§ PASSAGE GIVEN
'''
Darren: I do not know if it would possible to implement without having a 3rd implementation text, multipart, and then this new technique
... because you can't ignore the rest of implementations out there

(daniel is introducing overlays to explain something similar about templates)

Côte: I'm not convinced, people are focusing on contents. So is it really useful?

glazou: young people use templates for editing html email
... in blogs, there is not only content. There is presentation too. blogrolls

karl: there is even a better example. MySpace is an online scrapbook, people putting images, text with colors, it's even too limited.

Chris: (thinking loudly SVG!)

(laugh in the room)

glazou: doctors now can send data with an email like system (with XML)
... but there is missing stuff. You need XSLT which is overkill.
... there are things much simpler.
... The difference in printing is even harder.

(side discussions about printing)


(we will be back in a few minutes for brainstorming and the outcomes of this workshop)









Some references for the break :p

back for the brainstorming

glazou: are you mostly happy with tables?

Darren: you do not have freedom of layout, because CSS implementations are not good.
'''
§ EXTRACTED MATERIAL
'''
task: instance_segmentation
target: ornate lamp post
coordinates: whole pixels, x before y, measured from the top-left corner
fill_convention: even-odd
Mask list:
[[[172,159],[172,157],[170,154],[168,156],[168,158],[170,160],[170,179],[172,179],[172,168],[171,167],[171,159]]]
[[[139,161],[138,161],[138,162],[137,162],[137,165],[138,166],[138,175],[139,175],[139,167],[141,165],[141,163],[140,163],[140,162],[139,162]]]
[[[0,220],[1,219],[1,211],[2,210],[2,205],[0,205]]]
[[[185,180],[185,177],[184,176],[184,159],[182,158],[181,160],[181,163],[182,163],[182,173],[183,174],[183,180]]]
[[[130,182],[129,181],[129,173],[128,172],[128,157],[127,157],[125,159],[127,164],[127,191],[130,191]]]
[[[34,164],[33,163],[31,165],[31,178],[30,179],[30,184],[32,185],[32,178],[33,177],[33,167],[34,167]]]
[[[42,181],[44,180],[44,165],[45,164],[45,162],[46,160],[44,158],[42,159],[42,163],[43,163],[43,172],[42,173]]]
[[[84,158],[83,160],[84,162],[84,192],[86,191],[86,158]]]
'''
§ DIRECTIONS
List every name that appears before a colon as a speaker in the meeting notes above, each name once.

§ COMPLETED EXERCISE
Darren, Côte, glazou, karl, Chris